--- TEXT ---
============

As far as I know Xenakis didn't compose anything in 2000 or 2001, probably due to his health issues, so he's not on this list.

Dutilleux, Saariaho, G. F. Haas and L. Andriessen could be in the list too.


----------



## Itullian (Aug 27, 2011)

Ian Anderson................


----------



## Guest (Aug 28, 2017)

Peter Maxwell Davies
Krzysztof Penderecki
Wolfgang Rihm
John Corigliano
Lera Auerbach
Magnus Lindberg


----------



## arpeggio (Oct 4, 2012)

My favorites that no one has yet picked:

Mark Camphouse
Frank Ticheli
Donald Grantham
Cindy McTee
David Maslanka
Philip Sparke
David Gillingham, oops that's seven.

============

--- INFORMATION SUPPLIED ---

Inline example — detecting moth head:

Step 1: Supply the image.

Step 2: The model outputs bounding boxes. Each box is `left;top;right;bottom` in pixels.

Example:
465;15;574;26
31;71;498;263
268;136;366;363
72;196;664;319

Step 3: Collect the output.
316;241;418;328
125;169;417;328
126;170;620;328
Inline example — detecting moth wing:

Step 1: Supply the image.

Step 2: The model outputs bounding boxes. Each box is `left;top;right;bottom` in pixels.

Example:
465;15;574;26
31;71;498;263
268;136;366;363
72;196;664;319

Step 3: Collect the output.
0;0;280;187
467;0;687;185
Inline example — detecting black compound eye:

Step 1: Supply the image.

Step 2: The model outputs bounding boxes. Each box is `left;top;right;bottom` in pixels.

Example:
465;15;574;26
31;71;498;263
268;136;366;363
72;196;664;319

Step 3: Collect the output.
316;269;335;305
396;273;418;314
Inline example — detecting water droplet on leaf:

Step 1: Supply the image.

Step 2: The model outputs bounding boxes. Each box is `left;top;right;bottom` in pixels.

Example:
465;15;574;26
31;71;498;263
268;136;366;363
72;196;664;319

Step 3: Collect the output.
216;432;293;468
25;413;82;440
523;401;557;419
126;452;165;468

============

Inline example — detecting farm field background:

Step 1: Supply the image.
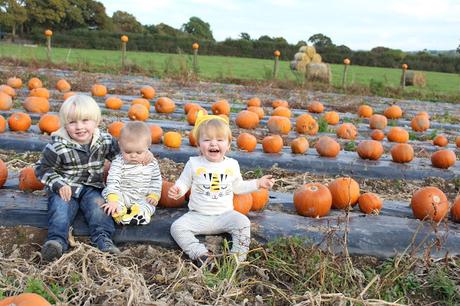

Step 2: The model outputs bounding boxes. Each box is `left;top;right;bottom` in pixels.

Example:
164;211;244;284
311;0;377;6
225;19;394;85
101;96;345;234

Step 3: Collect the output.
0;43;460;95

============

Rewrite the stretch of the forum thread that opens with the words "My favorites that" and closes with "oops that's seven.", switching "favorites" to "top picks".

My top picks that no one has yet picked:

Mark Camphouse
Frank Ticheli
Donald Grantham
Cindy McTee
David Maslanka
Philip Sparke
David Gillingham, oops that's seven.